GOAL – Arrange the part of the material that opens with the line containing "skin, your assistance would be valued." and closes with the line containing "M146 54L122 46L103" as a numbered list, leaving out blank lines. Include both of those lines and nothing outside that part.
----- SUPPLIED RECORDS -----
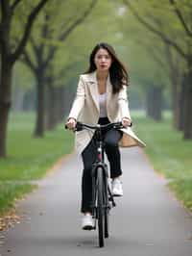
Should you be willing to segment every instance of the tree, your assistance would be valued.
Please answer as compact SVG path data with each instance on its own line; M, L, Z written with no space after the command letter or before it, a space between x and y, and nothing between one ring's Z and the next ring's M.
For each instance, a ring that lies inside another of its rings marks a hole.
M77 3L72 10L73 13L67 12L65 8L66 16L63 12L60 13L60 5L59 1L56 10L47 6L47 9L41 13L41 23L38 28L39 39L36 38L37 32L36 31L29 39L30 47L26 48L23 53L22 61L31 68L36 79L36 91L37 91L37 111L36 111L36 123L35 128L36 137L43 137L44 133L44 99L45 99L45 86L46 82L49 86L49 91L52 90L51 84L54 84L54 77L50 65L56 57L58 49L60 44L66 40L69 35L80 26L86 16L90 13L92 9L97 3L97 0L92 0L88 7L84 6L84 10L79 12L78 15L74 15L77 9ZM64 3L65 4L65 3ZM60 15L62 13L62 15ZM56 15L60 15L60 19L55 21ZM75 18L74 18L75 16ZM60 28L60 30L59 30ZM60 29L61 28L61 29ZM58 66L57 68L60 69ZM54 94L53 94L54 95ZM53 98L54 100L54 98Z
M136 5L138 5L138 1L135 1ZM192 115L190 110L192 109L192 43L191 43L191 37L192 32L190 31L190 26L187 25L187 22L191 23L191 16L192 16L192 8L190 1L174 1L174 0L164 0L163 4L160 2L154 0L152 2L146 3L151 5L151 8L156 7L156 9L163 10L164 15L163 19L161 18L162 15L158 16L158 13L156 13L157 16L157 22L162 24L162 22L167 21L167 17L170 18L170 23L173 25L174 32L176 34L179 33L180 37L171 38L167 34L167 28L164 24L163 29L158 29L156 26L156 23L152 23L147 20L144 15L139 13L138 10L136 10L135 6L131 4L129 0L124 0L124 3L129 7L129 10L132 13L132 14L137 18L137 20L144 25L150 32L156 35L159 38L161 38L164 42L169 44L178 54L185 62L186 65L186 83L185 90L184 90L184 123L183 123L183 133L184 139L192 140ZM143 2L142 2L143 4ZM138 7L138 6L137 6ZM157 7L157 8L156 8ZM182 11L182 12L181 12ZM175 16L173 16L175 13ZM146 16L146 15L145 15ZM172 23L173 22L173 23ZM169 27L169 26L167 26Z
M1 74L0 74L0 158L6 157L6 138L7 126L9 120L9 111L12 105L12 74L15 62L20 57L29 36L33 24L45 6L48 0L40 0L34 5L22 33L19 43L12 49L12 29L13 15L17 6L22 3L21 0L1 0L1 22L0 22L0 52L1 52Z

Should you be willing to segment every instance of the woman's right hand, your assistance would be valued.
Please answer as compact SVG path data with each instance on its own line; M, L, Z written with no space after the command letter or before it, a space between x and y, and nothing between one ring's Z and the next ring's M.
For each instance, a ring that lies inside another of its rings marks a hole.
-----
----- SUPPLIED RECORDS -----
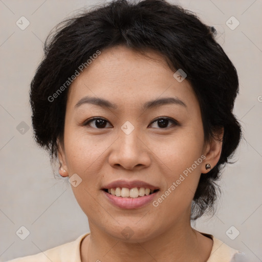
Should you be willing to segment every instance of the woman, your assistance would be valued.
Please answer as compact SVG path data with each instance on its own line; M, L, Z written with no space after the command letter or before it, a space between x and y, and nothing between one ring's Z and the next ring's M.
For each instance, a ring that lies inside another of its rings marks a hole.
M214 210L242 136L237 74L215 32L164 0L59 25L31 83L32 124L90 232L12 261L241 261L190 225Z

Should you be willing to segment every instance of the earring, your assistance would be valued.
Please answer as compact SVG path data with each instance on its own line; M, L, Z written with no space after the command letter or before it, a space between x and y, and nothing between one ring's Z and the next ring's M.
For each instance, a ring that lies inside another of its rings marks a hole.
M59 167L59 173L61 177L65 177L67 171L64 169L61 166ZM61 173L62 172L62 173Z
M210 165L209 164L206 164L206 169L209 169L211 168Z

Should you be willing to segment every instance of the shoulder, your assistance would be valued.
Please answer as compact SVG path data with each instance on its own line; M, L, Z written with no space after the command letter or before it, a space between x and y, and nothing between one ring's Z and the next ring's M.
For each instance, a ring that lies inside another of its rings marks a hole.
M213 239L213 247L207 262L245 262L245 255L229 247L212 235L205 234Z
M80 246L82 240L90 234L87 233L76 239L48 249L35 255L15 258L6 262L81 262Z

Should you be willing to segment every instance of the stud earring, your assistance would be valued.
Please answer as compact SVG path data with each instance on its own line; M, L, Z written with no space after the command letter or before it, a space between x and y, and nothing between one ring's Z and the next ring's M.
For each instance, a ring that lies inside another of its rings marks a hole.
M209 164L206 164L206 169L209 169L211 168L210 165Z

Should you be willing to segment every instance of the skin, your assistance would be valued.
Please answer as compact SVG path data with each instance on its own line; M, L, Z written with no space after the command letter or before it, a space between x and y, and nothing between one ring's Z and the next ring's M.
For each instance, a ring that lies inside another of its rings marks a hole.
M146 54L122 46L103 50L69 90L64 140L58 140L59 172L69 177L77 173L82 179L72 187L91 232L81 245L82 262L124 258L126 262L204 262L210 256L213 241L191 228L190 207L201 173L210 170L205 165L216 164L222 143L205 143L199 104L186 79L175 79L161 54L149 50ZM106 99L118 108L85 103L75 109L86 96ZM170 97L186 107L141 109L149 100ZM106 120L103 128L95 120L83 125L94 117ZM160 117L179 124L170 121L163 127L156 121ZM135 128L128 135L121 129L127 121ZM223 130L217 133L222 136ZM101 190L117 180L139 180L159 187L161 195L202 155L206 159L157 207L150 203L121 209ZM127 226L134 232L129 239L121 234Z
-----
FULL RESPONSE –
1. Should you be willing to segment every instance of the skin, your assistance would be valued.
2. Please answer as compact SVG path data with each instance on its own line; M, L, Z written with no space after the command letter or before it, a space between x and y, and nothing between one ring's Z and the next ring's M.
3. For each instance, a ring that lies inside another of its rings marks a hole.
4. M146 54L122 46L103 50L69 90L64 140L58 140L59 172L69 177L77 173L82 179L72 187L91 232L81 245L82 262L124 258L126 262L204 262L210 256L213 241L191 228L190 207L201 173L210 170L205 165L216 164L222 143L205 143L199 104L186 79L175 79L161 54L149 50ZM106 99L118 108L85 103L75 109L86 96ZM170 97L186 107L141 109L149 100ZM106 120L103 128L95 120L83 125L94 117ZM160 117L179 124L170 121L163 127L156 121ZM135 128L128 135L121 129L127 121ZM223 130L217 133L222 136ZM101 190L117 180L139 180L159 187L161 195L202 155L206 159L157 207L150 203L121 209ZM127 226L134 232L129 239L121 234Z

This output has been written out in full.